### Provided text
The EY report, Top 10 risks in telecommunications 2020, revealed that while telcos have risen to the challenge of withstanding a surge in network demand during the COVID-19 pandemic, pressure to maintain infrastructure resilience and expand reach emerges as the most pressing sector challenge.
COVID-19 and the ensuing lockdowns have elevated the societal role of telcos as connectivity providers.
Tom Loozen, EY Global Telecommunications leader, says networks have withstood a sharp increase in home working, entertainment and schooling during the pandemic and telcos have commanded favourable customer opinion as a result.
“However, revenues are set to decline across most product categories and telcos must not become complacent. The journey to recovery will require new thinking and competencies, shifting the customer promise from speed to reliability, so telcos can thrive in the ‘new normal,’” he cautioned.
The inability to scale digitization initiatives ranks second on the risk radar.
The COVID-19 pandemic is accelerating this drive, with 78% of telcos now either re-evaluating or adapting the speed of automation and digital transformation programs. Despite this reappraisal, historical barriers remain – including inadequate skills in analytics and AI.

### Required action 1
Answer these questions using the text on telecom risks.
(a) What emerges as the most pressing sector challenge?
(b) What is Tom Loozen's role?
(c) What percentage of telcos are re-evaluating or adapting the speed of automation and digital transformation programs?
### Required action 2
Duplicate the part of the text on telecom risks that opens with the words "Tom Loozen, EY" and closes with "the risk radar.".

### Available data
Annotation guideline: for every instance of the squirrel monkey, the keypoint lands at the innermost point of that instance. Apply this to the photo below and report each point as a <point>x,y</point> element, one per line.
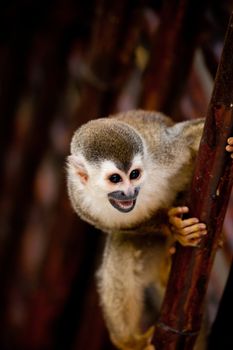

### Your solution 1
(a) Pressure to maintain infrastructure resilience and expand reach.
(b) He is EY Global Telecommunications leader.
(c) 78%.

### Your solution 2
Tom Loozen, EY Global Telecommunications leader, says networks have withstood a sharp increase in home working, entertainment and schooling during the pandemic and telcos have commanded favourable customer opinion as a result.
“However, revenues are set to decline across most product categories and telcos must not become complacent. The journey to recovery will require new thinking and competencies, shifting the customer promise from speed to reliability, so telcos can thrive in the ‘new normal,’” he cautioned.
The inability to scale digitization initiatives ranks second on the risk radar.